Task description ->
Every line from the one containing "Dear assistant, the user would like the litter" down to the last line of the listing below should be restated exactly, and nothing else.

Exercise materials ->
══════════

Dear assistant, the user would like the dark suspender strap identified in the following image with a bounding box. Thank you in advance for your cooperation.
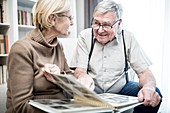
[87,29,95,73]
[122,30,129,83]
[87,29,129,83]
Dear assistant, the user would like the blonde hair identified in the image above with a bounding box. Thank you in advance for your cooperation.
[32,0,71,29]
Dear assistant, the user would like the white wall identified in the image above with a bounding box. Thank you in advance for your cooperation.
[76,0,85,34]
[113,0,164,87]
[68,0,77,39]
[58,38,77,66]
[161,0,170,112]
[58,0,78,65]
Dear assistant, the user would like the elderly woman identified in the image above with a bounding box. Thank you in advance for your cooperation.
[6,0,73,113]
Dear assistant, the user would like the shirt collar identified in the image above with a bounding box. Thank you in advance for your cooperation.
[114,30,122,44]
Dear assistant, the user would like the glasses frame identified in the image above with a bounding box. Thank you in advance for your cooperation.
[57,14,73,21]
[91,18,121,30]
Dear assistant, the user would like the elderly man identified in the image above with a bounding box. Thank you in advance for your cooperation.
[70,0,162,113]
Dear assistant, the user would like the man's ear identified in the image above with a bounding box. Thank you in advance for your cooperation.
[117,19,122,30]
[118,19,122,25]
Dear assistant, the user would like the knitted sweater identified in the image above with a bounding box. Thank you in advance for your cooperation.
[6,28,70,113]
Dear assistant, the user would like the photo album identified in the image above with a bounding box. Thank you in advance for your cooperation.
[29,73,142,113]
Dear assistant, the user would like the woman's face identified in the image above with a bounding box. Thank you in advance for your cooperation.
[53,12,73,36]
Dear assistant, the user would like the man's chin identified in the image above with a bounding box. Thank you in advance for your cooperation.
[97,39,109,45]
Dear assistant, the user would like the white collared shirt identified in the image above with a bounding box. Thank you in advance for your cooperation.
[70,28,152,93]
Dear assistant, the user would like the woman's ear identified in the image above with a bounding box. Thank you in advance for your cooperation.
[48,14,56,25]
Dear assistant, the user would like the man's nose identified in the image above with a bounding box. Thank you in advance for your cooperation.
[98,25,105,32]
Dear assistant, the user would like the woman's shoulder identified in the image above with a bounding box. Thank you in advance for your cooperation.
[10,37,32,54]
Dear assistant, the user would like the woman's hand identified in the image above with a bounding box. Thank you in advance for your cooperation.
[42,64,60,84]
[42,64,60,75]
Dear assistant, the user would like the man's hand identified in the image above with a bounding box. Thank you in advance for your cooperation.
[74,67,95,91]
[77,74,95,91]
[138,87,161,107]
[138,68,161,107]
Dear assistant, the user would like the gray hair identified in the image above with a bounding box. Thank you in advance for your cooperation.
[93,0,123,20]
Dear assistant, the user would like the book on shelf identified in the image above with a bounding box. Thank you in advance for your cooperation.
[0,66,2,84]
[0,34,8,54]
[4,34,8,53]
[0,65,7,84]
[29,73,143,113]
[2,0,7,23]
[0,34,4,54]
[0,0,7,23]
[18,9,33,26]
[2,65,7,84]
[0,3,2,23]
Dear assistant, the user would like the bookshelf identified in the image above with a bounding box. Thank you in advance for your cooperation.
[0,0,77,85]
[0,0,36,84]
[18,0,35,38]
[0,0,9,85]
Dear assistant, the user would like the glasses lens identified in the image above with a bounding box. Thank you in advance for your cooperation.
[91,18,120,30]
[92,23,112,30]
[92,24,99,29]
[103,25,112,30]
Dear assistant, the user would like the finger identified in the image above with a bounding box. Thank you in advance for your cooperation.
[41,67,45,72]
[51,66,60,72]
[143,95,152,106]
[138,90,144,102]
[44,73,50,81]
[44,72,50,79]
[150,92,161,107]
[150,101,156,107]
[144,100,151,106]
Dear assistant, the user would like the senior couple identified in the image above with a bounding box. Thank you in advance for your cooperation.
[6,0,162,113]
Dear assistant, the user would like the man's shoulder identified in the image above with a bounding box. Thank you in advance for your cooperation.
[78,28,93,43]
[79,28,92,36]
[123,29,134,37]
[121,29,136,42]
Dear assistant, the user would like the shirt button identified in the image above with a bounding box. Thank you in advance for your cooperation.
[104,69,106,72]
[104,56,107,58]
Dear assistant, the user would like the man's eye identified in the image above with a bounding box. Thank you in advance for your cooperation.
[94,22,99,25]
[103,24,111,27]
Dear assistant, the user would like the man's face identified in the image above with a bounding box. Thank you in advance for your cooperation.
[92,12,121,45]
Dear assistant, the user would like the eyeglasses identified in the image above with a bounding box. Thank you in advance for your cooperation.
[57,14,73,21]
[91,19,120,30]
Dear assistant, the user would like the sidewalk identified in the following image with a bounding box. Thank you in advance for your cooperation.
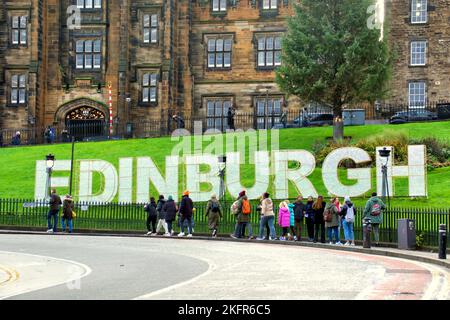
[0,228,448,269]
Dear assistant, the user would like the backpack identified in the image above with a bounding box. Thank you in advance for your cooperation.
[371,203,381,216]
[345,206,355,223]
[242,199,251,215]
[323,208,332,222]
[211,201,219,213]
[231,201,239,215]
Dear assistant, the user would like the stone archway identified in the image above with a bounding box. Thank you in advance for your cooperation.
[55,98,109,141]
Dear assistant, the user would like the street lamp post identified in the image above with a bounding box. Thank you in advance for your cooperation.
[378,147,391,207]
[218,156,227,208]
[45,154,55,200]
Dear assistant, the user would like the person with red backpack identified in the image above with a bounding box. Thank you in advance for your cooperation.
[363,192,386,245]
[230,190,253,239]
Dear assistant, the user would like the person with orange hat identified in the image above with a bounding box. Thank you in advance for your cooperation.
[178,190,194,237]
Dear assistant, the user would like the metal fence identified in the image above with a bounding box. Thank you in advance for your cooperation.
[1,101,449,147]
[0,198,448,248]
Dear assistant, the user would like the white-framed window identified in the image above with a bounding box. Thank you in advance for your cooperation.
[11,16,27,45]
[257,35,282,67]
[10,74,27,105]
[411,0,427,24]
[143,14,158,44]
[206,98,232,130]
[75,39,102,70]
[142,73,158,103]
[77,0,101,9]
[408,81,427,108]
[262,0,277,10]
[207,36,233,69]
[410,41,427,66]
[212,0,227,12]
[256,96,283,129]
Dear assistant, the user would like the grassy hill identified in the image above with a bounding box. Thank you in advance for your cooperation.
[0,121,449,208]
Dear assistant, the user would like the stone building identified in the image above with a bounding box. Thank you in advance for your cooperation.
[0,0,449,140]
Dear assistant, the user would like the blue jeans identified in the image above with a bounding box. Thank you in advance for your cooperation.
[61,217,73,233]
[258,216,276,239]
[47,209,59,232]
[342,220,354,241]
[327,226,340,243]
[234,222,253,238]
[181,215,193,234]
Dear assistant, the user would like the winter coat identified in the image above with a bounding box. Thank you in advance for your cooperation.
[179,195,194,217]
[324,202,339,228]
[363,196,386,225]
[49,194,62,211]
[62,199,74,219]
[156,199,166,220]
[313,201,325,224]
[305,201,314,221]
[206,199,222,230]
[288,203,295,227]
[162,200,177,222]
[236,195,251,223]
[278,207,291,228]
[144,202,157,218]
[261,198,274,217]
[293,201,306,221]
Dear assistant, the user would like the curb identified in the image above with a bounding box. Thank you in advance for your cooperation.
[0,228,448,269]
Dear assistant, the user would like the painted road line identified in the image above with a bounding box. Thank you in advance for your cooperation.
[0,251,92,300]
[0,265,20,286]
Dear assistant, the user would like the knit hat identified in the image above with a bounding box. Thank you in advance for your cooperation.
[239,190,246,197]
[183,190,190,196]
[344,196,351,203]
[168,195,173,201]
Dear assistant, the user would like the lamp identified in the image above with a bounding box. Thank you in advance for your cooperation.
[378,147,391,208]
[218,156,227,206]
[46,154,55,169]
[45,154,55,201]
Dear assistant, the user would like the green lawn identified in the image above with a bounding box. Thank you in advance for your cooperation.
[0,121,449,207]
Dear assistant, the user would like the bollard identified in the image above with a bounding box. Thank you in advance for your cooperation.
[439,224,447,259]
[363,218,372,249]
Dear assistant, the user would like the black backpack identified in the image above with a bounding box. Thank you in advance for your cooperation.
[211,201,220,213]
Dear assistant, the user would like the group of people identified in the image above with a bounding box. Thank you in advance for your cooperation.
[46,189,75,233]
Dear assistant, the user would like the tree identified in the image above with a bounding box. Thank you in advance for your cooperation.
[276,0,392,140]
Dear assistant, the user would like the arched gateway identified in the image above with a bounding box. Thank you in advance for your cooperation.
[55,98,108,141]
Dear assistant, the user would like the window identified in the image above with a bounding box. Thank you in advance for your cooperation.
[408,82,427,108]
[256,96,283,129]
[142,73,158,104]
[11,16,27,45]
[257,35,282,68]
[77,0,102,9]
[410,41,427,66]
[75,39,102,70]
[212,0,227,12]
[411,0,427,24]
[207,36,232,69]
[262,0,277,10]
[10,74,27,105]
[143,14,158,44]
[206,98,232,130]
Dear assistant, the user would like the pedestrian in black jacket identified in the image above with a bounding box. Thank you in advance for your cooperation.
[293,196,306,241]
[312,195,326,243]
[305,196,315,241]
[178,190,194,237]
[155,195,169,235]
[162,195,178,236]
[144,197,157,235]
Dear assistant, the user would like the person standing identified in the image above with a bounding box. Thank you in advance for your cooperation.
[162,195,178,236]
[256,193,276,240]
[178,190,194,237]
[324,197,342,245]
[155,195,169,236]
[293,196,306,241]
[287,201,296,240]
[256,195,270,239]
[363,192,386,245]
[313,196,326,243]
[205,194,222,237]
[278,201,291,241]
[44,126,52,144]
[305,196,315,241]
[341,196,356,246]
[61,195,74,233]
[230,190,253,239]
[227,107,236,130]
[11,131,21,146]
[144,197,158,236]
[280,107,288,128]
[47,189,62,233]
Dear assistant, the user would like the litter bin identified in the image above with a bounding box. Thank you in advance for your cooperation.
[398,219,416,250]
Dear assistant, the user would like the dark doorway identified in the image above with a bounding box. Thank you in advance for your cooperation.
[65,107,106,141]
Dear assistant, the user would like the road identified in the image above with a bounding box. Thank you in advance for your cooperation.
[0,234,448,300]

══════════

Reply ->
Dear assistant, the user would like the litter bin identified in the image above with a bounding box. Thank you in advance for your cooperation.
[398,219,416,250]
Dear assistant, the user would like the dark doorway identified in the image above with a bounding box. Thank you in advance for your cooperation.
[65,107,106,141]
Dear assistant, the user would like the road identified in the image above with a bounding box. Thank you in advance for your cooperation.
[0,234,448,300]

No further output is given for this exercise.